§ Given task
Rewrite the compensation passage from "There are specific" up to and including "an extended period.", replacing "Named Executive Officers" with "senior executives".

There are specific elements of the current executive compensation program that are designed to reward performance and enhance profitability and stockholder value, and, therefore, the value of these benefits is based on performance. The Company’s discretionary annual bonus plan is primarily intended to motivate and reward Named Executive Officers’ performance to achieve specific strategies and operating objectives, as well as improved financial performance. The Company also awards stock options and restricted stock grants to promote long-term value creation for stockholders and to retain talented executives for an extended period.
Peer Review, Benchmarking and Compensation Consultant
The Compensation Committee reviews, evaluates and benchmarks the compensation practices of peer companies on a regular basis and has determined that the Company is efficient and is generally more effective than its peer companies in aligning the compensation of its executive officers with the interests of stockholders. The Compensation Committee believes that bonuses and equity compensation should fluctuate with the Company’s success in achieving financial, operating and strategic goals. The Committee’s philosophy is that the Company should continue to use long-term compensation such as stock options and restricted stock awards to align stockholders’ and executives’ interests and should allocate a much greater portion of an executive’s compensation package to long-term compensation. Based on this belief, the Compensation Committee reviews the performance of the Company’s executive officers throughout the year to evaluate the performance of each executive officer relative to the performance of the Company and the progress in meeting the Company’s goals and objectives.

§ Data block
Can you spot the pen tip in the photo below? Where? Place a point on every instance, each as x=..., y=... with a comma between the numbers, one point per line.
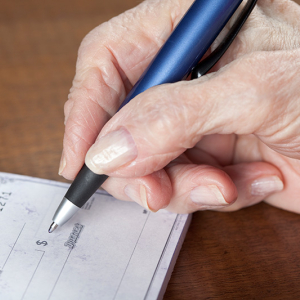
x=52, y=227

§ Solution for this task
There are specific elements of the current executive compensation program that are designed to reward performance and enhance profitability and stockholder value, and, therefore, the value of these benefits is based on performance. The Company’s discretionary annual bonus plan is primarily intended to motivate and reward senior executives’ performance to achieve specific strategies and operating objectives, as well as improved financial performance. The Company also awards stock options and restricted stock grants to promote long-term value creation for stockholders and to retain talented executives for an extended period.